### Task
Turn every line of the rows below into a numbered list, leaving out blank lines.

──────── Exercise input

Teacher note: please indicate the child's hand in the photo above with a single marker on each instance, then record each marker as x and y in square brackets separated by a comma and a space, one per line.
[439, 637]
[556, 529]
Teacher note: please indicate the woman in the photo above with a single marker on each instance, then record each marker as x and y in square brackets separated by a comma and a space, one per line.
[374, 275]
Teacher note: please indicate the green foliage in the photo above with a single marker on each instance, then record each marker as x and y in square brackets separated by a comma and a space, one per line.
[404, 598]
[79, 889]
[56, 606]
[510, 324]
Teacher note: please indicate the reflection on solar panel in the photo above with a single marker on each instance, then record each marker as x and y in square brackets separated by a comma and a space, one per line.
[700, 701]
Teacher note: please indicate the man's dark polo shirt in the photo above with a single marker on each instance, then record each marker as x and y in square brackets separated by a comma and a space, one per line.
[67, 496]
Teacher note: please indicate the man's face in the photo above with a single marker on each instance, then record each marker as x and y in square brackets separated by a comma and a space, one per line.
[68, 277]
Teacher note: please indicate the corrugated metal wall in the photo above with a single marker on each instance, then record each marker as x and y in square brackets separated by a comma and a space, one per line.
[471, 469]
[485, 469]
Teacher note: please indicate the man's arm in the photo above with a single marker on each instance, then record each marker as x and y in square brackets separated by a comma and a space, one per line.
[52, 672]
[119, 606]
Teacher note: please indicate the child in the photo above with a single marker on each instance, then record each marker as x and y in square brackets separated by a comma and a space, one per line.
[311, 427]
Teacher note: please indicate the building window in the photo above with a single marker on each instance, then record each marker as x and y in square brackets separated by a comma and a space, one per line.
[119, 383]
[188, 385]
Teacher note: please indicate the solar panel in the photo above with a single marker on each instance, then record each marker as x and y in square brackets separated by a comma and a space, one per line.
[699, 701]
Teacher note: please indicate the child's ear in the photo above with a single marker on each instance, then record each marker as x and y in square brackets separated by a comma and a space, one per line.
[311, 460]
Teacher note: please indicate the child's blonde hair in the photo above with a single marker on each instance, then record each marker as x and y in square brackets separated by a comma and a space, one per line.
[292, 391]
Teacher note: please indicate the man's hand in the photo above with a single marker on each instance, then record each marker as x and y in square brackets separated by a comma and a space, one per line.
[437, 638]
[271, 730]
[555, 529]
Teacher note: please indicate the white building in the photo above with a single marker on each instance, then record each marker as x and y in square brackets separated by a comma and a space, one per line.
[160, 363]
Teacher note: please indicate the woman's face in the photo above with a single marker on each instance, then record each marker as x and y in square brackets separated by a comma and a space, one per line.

────────────────

### Solution
1. Teacher note: please indicate the child's hand in the photo above with a single marker on each instance, then record each marker as x and y in square brackets separated by a comma and a space, one per line.
2. [439, 637]
3. [556, 529]
4. Teacher note: please indicate the woman in the photo above with a single marker on each instance, then record each marker as x and y in square brackets separated by a comma and a space, one per line.
5. [374, 275]
6. Teacher note: please indicate the green foliage in the photo above with a single marker on each instance, then record each marker as x and y in square brackets separated by a comma and a space, one per line.
7. [404, 598]
8. [79, 889]
9. [56, 606]
10. [510, 324]
11. Teacher note: please indicate the reflection on solar panel in the photo above with a single marker on each instance, then record each marker as x and y in square brackets separated by a comma and a space, one per line.
12. [700, 701]
13. Teacher note: please indicate the man's dark polo shirt in the photo above with a single marker on each instance, then record each marker as x and y in square brackets separated by a comma and a space, one per line.
14. [67, 496]
15. Teacher note: please indicate the man's face in the photo above with a single marker on each instance, then record each marker as x and y in square brackets separated by a comma and a space, one per line.
16. [68, 277]
17. Teacher note: please indicate the corrugated metal wall in the photo above with a single marker on each instance, then record each marker as x and y in square brackets separated by a comma and a space, one per line.
18. [471, 469]
19. [485, 469]
20. Teacher note: please indicate the man's arm in the photo above with a single marker on each instance, then record each marker as x and y in square brackets separated by a comma and a space, one per line.
21. [52, 672]
22. [119, 606]
23. Teacher note: please indicate the child in the photo above with a single marker on each instance, then record each marker as x and y in square brackets separated by a comma and a space, one per line.
24. [311, 427]
25. Teacher note: please indicate the building window in the photo above with a single marker on each instance, then record each marker as x and y in square brackets separated by a comma and a space, one per line.
26. [119, 383]
27. [188, 385]
28. Teacher note: please indicate the solar panel in the photo above with a single marker on each instance, then record each marker as x and y in square brackets separated by a comma and a space, one per line.
29. [699, 701]
30. Teacher note: please indicate the child's ear in the photo above with a single marker on each instance, then record each marker as x and y in square brackets separated by a comma and a space, one per line.
31. [311, 460]
32. Teacher note: please indicate the child's blonde hair in the photo above with a single marker on each instance, then record each marker as x and y in square brackets separated by a comma and a space, one per line.
33. [292, 391]
34. Teacher note: please indicate the man's hand in the photo above with a single marker on each instance, then record each marker as x and y in square brackets separated by a comma and a space, one per line.
35. [437, 638]
36. [271, 730]
37. [555, 529]
38. Teacher note: please indicate the white building in the photo above with a single marker on each instance, then record each marker as x and y in square brackets separated by a comma and a space, one per line.
39. [160, 363]
40. Teacher note: please indicate the woman's face in the photo above with a single marker on each instance, then record each marker as x and y in square brackets separated by a comma and a space, one per line.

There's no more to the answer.